> [EXERCISE]: Would you please copy the entries exactly, leaving every picture aside?
---------- MATERIAL FOR THIS TASK
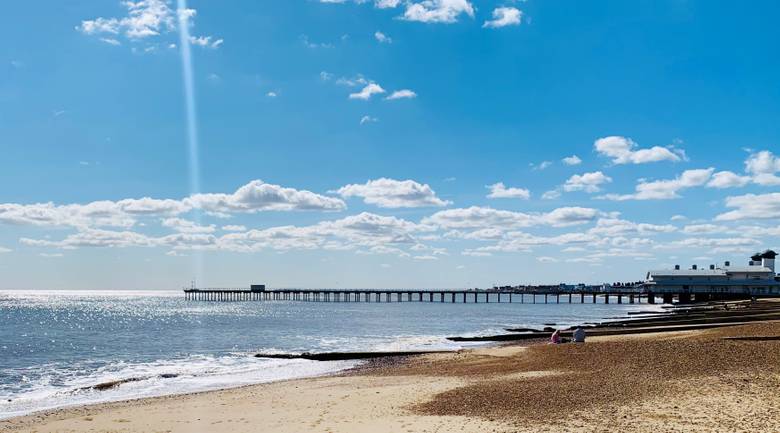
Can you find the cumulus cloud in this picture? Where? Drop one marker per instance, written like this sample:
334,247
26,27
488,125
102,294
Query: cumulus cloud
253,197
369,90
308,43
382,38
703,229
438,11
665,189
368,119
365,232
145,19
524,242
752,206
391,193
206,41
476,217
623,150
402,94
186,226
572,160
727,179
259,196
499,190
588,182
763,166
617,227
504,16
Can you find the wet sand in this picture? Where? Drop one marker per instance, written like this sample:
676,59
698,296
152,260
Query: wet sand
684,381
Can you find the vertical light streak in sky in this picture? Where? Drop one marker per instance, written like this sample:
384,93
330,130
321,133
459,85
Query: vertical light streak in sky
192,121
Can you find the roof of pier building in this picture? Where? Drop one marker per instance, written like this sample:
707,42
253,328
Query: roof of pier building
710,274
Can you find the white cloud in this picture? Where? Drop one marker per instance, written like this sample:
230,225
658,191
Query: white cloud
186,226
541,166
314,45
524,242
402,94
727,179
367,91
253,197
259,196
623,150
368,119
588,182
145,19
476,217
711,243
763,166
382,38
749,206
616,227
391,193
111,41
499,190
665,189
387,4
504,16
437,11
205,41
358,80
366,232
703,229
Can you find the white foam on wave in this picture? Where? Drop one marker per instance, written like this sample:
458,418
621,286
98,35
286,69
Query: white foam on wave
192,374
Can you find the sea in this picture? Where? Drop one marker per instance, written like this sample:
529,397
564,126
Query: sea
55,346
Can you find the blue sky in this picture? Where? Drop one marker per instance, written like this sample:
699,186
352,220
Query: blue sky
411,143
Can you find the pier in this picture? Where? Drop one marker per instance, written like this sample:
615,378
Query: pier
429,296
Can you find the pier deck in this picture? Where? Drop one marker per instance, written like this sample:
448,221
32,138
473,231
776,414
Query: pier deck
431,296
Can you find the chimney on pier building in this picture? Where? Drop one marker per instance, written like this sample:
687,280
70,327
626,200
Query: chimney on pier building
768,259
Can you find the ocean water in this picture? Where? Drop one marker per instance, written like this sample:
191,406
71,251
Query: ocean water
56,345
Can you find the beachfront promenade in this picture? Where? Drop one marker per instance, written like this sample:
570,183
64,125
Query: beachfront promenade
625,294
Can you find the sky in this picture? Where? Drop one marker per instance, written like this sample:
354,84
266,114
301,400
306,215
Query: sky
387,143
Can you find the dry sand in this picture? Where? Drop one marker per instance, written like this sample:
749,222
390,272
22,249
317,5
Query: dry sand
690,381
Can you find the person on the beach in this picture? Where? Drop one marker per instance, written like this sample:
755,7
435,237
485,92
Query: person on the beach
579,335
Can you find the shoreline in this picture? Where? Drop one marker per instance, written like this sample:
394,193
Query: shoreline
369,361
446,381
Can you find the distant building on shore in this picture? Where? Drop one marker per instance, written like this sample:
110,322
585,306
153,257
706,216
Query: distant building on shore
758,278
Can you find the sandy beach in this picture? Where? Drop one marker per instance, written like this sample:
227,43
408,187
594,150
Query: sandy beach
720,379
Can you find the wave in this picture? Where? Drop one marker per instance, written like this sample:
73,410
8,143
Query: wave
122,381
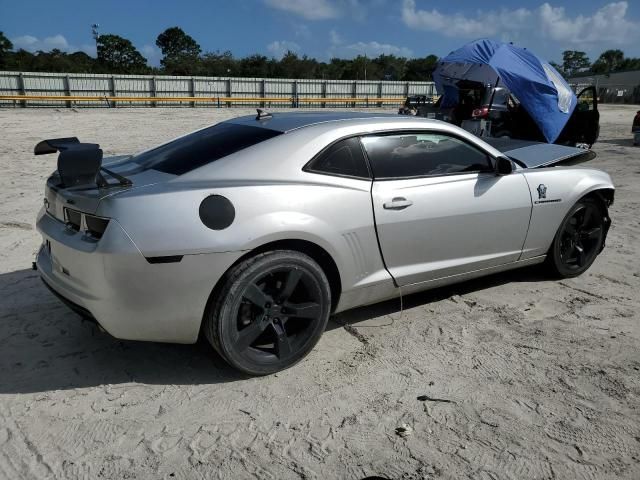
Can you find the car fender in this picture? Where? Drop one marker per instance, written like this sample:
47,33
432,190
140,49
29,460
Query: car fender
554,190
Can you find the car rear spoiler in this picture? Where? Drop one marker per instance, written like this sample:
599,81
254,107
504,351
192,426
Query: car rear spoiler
--------------------
> [RESPONSE]:
Can you find the cumulus cloud in this picture? Where? Drop one marker per instance, written like this sample:
334,247
26,27
488,125
102,294
Query: cumulus cloud
253,197
369,90
308,43
382,38
703,229
438,11
665,189
368,119
365,232
145,19
524,242
752,206
391,193
206,41
476,217
623,150
402,94
186,226
572,160
727,179
259,196
499,190
588,182
763,166
617,227
504,16
Can you find the wet sand in this picture? Where? Drop one marker per instance, written like this sample:
676,59
698,296
152,260
Query: wet sand
684,381
Can you find the vertical light streak in sky in this picture? Where? Drop one marker per instance, written like this sample:
384,93
330,130
321,133
459,85
Query: vertical light streak in sky
192,121
Can you find the roof of pier building in this picture? Where? Drop one marker per instance, written like this sample:
707,42
253,328
Query: roof of pier building
710,274
Can you find the white cloud in this picture? Where? Drop one marker per instance, written like this sample:
230,225
658,191
Query: white cloud
186,226
541,166
314,45
524,242
402,94
727,179
367,91
253,197
259,196
623,150
368,119
588,182
145,19
476,217
711,243
763,166
382,38
749,206
616,227
391,193
111,41
499,190
665,189
387,4
504,16
437,11
205,41
358,80
366,232
703,229
Can you find the white foam on wave in this picture? Where? Drop one marker per instance, written like this sample:
458,418
621,286
98,35
286,69
Query: white foam on wave
192,374
Can you find the sea in this picture? Where? Drop one marker per instance, written like this sample:
529,397
564,126
Query: sea
55,346
Can you find the blue sky in this picture? Where? Drop one marker per instance, written like this sample:
699,186
352,220
Query: blue sky
411,143
Can you find the pier in this picture? Where? Drop one marker per instance, written like this sample:
615,378
Query: pier
429,296
Can you find the pier deck in this picture? Where? Drop one marker per instance, written like this sample:
448,221
32,138
473,231
776,414
Query: pier deck
431,296
Can you find the chimney on pier building in this picture? Where? Drop one marker per instance, written like this sample:
687,280
70,327
626,200
Query: chimney on pier building
768,259
Can you find the ocean water in this picture? Where? Drop one marker per instance, written like this sample:
191,406
71,251
Query: ocean water
56,345
Can you find the beachfront promenade in this picture? Where? Drop one marker per instance, written like this sample:
570,183
64,125
Query: beachfront promenade
625,294
Can you find the sky in this picture? Where? Drop one marker per instance, written like this sample:
354,84
266,114
301,400
306,215
Query: sky
387,143
Can you find the dry sand in this picture? Where? Drop one marker per instance, written like this sample:
749,222
390,272
22,249
317,5
Query: dry sand
690,381
Can you find the person on the beach in this picture? Where? Drop one marker per instance, written like this sample:
755,7
435,237
485,92
Query: person on the beach
579,335
Can you find the shoreline in this picture? Where? Drop one marker per instance, written like this sample:
394,193
Query: shoreline
369,361
446,381
Can you find the distant building on shore in this picture? Where? Drop one marker per instance, written like this sample:
110,322
585,306
153,257
706,216
Query: distant building on shore
758,278
Can you find the sandy beach in this picture? Where? Drop one marker per instance, written like this sample:
227,43
408,187
594,150
Query: sandy beach
720,379
Can you find the wave in this picture? Where? Drop one marker per instance, written like this sample:
73,410
8,143
Query: wave
122,381
Can you find the car fender in this picture? Where? Drop one marker per instance, written like this sample:
47,33
432,190
140,49
29,460
Query: car fender
554,190
Can you find the car rear spoiler in this picture? Where? Drop one marker per instance, written like this sample:
599,81
254,107
504,351
192,426
Query: car rear spoiler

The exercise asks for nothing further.